To be done:
Below are entries to be transcribed exactly; exclude the pictures from the copy.

....

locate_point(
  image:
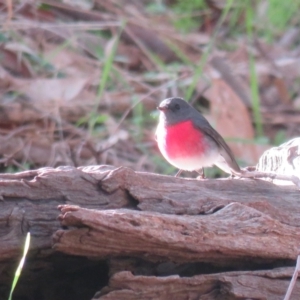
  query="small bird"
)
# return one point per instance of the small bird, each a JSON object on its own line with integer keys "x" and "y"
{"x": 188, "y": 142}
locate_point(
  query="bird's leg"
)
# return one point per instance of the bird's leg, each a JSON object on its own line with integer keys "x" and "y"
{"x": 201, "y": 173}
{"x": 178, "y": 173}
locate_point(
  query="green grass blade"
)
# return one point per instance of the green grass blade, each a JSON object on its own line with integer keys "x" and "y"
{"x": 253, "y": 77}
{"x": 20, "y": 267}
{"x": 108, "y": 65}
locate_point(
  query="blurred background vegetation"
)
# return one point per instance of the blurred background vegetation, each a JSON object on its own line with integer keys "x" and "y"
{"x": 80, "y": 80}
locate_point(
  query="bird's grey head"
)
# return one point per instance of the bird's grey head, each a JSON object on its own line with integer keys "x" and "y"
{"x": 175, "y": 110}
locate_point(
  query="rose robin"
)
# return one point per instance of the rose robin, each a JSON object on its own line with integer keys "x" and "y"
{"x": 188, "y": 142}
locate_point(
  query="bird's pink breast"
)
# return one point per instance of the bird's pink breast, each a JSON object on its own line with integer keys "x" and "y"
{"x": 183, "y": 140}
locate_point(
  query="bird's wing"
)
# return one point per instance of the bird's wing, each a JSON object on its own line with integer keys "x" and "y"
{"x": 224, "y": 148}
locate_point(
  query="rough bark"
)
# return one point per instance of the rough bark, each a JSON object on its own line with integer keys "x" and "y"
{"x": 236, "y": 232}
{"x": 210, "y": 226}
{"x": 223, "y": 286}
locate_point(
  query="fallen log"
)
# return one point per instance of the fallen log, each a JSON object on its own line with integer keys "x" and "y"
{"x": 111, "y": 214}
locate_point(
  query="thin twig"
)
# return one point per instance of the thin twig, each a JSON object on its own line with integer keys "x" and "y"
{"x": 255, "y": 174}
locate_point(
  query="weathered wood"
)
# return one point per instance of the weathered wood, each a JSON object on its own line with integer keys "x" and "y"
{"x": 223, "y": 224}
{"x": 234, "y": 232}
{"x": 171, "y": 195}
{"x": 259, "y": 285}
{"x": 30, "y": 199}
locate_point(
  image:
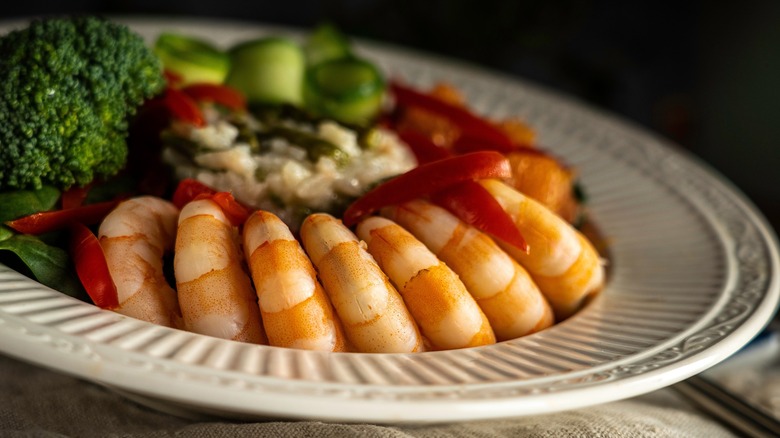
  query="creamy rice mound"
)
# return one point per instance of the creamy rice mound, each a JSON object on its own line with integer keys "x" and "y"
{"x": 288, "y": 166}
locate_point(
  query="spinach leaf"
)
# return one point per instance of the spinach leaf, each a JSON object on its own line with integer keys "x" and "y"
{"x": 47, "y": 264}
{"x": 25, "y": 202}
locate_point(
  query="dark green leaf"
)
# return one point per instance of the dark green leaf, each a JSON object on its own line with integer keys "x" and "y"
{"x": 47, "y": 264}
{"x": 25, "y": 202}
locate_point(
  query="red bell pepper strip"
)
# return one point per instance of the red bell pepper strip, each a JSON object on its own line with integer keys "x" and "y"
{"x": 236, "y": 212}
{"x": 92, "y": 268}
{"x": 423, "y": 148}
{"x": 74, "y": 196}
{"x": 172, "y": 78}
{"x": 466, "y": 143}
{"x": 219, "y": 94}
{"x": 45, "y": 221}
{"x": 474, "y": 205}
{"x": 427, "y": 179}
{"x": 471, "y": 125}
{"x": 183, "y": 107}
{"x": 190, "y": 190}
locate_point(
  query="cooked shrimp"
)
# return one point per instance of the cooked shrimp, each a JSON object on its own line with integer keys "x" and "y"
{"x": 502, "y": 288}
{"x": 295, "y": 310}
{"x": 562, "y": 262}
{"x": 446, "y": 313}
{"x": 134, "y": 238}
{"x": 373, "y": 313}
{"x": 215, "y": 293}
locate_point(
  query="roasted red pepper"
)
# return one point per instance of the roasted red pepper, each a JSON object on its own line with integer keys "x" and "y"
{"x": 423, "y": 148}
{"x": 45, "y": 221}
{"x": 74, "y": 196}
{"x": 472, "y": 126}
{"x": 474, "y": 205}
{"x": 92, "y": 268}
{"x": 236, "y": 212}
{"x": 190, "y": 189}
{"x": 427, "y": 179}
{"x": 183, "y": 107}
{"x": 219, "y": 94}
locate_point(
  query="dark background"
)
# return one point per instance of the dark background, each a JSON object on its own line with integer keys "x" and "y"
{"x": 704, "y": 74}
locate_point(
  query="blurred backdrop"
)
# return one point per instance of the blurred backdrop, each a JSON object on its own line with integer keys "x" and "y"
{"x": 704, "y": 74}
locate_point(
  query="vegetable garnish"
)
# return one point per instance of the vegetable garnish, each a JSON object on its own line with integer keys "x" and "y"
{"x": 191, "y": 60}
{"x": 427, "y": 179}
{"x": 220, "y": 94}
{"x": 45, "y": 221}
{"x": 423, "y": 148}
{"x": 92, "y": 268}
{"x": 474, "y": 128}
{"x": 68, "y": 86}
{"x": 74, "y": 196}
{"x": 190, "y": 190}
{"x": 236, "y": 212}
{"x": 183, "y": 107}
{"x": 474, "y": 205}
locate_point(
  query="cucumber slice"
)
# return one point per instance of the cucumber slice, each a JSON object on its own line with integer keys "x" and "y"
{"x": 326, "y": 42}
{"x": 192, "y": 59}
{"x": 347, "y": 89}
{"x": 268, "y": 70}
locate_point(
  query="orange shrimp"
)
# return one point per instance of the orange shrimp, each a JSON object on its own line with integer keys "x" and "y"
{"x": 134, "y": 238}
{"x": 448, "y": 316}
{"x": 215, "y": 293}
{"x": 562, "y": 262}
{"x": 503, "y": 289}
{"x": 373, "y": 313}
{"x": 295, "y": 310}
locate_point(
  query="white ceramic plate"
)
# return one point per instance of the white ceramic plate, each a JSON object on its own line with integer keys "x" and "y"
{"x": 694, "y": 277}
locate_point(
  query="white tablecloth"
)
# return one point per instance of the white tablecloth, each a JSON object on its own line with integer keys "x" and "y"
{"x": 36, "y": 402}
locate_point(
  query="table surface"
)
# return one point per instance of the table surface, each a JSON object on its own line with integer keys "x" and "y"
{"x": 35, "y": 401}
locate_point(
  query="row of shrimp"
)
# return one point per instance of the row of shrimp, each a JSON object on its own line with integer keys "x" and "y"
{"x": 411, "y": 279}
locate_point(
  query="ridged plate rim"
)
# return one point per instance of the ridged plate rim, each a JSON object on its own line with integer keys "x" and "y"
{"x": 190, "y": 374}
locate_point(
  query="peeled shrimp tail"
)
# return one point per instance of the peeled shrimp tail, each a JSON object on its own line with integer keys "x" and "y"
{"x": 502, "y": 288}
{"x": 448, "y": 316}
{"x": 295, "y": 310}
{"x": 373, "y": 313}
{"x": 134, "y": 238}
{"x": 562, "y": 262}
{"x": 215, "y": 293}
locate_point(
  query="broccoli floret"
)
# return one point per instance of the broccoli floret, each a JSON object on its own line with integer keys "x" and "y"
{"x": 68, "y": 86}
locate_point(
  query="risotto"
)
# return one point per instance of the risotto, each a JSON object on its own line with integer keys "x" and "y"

....

Solution to the exercise:
locate_point(
  image:
  query="small bird"
)
# return one point per instance of the small bird, each a JSON object on its own line with integer keys "x" and "y"
{"x": 188, "y": 142}
locate_point(
  query="bird's leg"
)
# return one point per instance of the bird's leg, each a JSON object on its own line with integer keys "x" and "y"
{"x": 201, "y": 173}
{"x": 178, "y": 173}
locate_point(
  query="green grass blade"
)
# return one point per instance of the green grass blade, each a JSON object on its own line with integer keys "x" and "y"
{"x": 253, "y": 77}
{"x": 20, "y": 267}
{"x": 108, "y": 65}
locate_point(
  query="blurred background vegetation"
)
# return one point per instance of the blurred background vegetation, each a JSON object on its own line with integer keys "x" and "y"
{"x": 80, "y": 80}
locate_point(
  query="bird's grey head"
)
# return one point per instance of the bird's grey head, each a JSON object on its own line with integer keys "x" and "y"
{"x": 175, "y": 110}
locate_point(
  query="rose robin"
)
# return one point per instance of the rose robin, each a JSON object on its own line with integer keys "x" and "y"
{"x": 188, "y": 142}
locate_point(
  query="bird's pink breast"
)
# return one point per instance of the bird's pink breast, each a JSON object on its own line with integer keys "x" and "y"
{"x": 183, "y": 140}
locate_point(
  query="bird's wing"
)
# return one point per instance of the bird's wing, each a JSON object on its own line with integer keys "x" and "y"
{"x": 224, "y": 148}
locate_point(
  query="rough bark"
)
# return one point per instance of the rough bark, each a JSON object on its own line with integer keys "x" and "y"
{"x": 236, "y": 232}
{"x": 210, "y": 226}
{"x": 223, "y": 286}
locate_point(
  query="fallen log"
)
# return one point per instance of the fallen log, each a JSON object on its own line with integer keys "x" and "y"
{"x": 111, "y": 214}
locate_point(
  query="thin twig"
)
# return one point per instance of the thin twig, each a JSON object on its own line with integer keys "x" and "y"
{"x": 255, "y": 174}
locate_point(
  query="weathered wood"
)
# return one point per instance of the weathered wood, each a JSON object on its own line with integer keys "x" and "y"
{"x": 223, "y": 224}
{"x": 234, "y": 232}
{"x": 171, "y": 195}
{"x": 259, "y": 285}
{"x": 30, "y": 199}
locate_point(
  image:
  query="creamy rice mound"
)
# return one point per instance of the creamy rice mound, each a JSON object on its own line with integer keys "x" and "y"
{"x": 288, "y": 166}
locate_point(
  query="spinach leaf"
)
# return one point per instance of the spinach leaf, each a JSON object on its own line with integer keys "x" and "y"
{"x": 47, "y": 264}
{"x": 25, "y": 202}
locate_point(
  query="dark green leaf"
)
# return one point per instance of the dark green leaf, each a JSON object on its own line with integer keys "x" and "y"
{"x": 47, "y": 264}
{"x": 25, "y": 202}
locate_point(
  query="red bell pepper strip"
)
# return one point per instance of the red bell pepper strip, each a JSON object on its own line with integer keys "x" and "y"
{"x": 236, "y": 212}
{"x": 92, "y": 268}
{"x": 423, "y": 148}
{"x": 74, "y": 196}
{"x": 172, "y": 78}
{"x": 466, "y": 143}
{"x": 219, "y": 94}
{"x": 45, "y": 221}
{"x": 474, "y": 205}
{"x": 427, "y": 179}
{"x": 471, "y": 125}
{"x": 183, "y": 107}
{"x": 190, "y": 190}
locate_point(
  query="cooked shrimp"
)
# return one point per instance of the cooked shrimp, each a JSON object on its own line with integer keys "x" and "y"
{"x": 502, "y": 288}
{"x": 295, "y": 310}
{"x": 562, "y": 262}
{"x": 446, "y": 313}
{"x": 134, "y": 238}
{"x": 373, "y": 313}
{"x": 215, "y": 293}
locate_point(
  query="roasted red pepper"
)
# return one point per instance of the roasted red pepper, each a JSON object on its own line with integer keys "x" and "y"
{"x": 423, "y": 148}
{"x": 45, "y": 221}
{"x": 74, "y": 196}
{"x": 472, "y": 126}
{"x": 474, "y": 205}
{"x": 92, "y": 268}
{"x": 236, "y": 212}
{"x": 190, "y": 189}
{"x": 427, "y": 179}
{"x": 183, "y": 107}
{"x": 219, "y": 94}
locate_point(
  query="dark background"
)
# return one point per instance of the dark background, each a JSON object on its own line with integer keys "x" and "y"
{"x": 704, "y": 74}
locate_point(
  query="blurred backdrop"
)
# return one point per instance of the blurred backdrop, each a JSON object on its own line with integer keys "x" and "y"
{"x": 704, "y": 74}
locate_point(
  query="vegetable garnish"
)
# return one point per instance of the vegetable garnish, each a JSON object on its own line with integer keys "x" and "y"
{"x": 191, "y": 60}
{"x": 427, "y": 179}
{"x": 220, "y": 94}
{"x": 45, "y": 221}
{"x": 423, "y": 148}
{"x": 92, "y": 268}
{"x": 474, "y": 128}
{"x": 68, "y": 86}
{"x": 74, "y": 196}
{"x": 190, "y": 190}
{"x": 236, "y": 212}
{"x": 183, "y": 107}
{"x": 474, "y": 205}
locate_point(
  query="cucumber slice"
)
# return one point per instance of the cucumber slice, each a JSON object on its own line with integer keys "x" and "y"
{"x": 326, "y": 42}
{"x": 192, "y": 59}
{"x": 347, "y": 89}
{"x": 268, "y": 70}
locate_point(
  query="orange shrimp"
)
# return one point per instance of the orange shrimp, each a JSON object on its own line with integer keys "x" and "y"
{"x": 134, "y": 238}
{"x": 448, "y": 316}
{"x": 215, "y": 293}
{"x": 562, "y": 262}
{"x": 503, "y": 289}
{"x": 373, "y": 313}
{"x": 295, "y": 310}
locate_point(
  query="white ceramic plate"
)
# return one point per instance of the white ceramic plate, each a JSON object on its own line with integer keys "x" and "y"
{"x": 694, "y": 277}
locate_point(
  query="white tablecloth"
)
# return one point per instance of the white tablecloth, each a JSON object on its own line with integer keys "x" and "y"
{"x": 36, "y": 402}
locate_point(
  query="table surface"
)
# return one point per instance of the table surface, each a JSON object on its own line with integer keys "x" and "y"
{"x": 35, "y": 401}
locate_point(
  query="row of shrimp"
)
# return one point per instance of the row of shrimp, each a JSON object on its own line with integer keys "x" and "y"
{"x": 411, "y": 279}
locate_point(
  query="ridged plate rim"
)
# return one point per instance of the ridged plate rim, each a JSON object on its own line with integer keys "x" and "y"
{"x": 190, "y": 374}
locate_point(
  query="peeled shrimp tail"
)
# return one point per instance of the peeled shrimp tail, each a JSON object on its own line with integer keys "x" and "y"
{"x": 502, "y": 288}
{"x": 448, "y": 316}
{"x": 295, "y": 310}
{"x": 373, "y": 313}
{"x": 134, "y": 238}
{"x": 562, "y": 262}
{"x": 215, "y": 293}
locate_point(
  query="broccoli floret"
)
# return one point per instance of the broccoli floret, each a JSON object on its own line with integer keys "x" and "y"
{"x": 68, "y": 86}
locate_point(
  query="risotto"
)
# return one point per instance of the risotto, each a JSON object on its own line with integer keys "x" and "y"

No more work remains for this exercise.